Count how many lines in the records below contain the string "albatross", matching case exactly. Reply with the number only.
Begin INPUT
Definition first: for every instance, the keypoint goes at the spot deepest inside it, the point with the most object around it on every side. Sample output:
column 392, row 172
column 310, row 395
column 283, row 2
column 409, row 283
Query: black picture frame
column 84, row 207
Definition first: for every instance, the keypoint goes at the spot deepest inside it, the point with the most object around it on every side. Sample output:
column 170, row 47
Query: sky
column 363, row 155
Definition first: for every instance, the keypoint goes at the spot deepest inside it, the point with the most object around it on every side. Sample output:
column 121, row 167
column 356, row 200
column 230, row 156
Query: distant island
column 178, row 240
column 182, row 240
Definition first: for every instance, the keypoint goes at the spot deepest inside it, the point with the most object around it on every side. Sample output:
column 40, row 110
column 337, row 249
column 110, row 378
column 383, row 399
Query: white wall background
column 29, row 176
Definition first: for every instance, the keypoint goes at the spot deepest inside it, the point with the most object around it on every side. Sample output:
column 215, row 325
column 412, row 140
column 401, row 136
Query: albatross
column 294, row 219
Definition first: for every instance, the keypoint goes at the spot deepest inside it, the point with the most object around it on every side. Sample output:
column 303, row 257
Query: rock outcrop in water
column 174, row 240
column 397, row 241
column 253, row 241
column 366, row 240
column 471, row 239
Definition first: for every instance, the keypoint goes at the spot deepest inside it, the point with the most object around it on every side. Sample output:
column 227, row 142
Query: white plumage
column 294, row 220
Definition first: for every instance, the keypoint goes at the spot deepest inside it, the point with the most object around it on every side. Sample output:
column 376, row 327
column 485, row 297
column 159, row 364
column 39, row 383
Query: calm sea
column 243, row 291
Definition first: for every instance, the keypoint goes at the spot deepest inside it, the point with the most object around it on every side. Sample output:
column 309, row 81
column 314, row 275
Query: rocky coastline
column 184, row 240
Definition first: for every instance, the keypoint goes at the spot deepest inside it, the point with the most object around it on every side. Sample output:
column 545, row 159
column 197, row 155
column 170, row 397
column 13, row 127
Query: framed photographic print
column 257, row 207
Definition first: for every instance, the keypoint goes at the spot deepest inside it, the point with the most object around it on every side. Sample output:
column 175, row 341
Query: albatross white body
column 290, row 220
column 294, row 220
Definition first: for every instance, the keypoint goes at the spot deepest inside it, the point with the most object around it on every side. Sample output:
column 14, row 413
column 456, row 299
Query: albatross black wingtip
End INPUT
Begin INPUT
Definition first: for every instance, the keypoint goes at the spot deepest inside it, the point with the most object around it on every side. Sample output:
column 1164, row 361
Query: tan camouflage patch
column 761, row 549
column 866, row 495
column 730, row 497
End INPUT
■ COMPLETE ANSWER: 3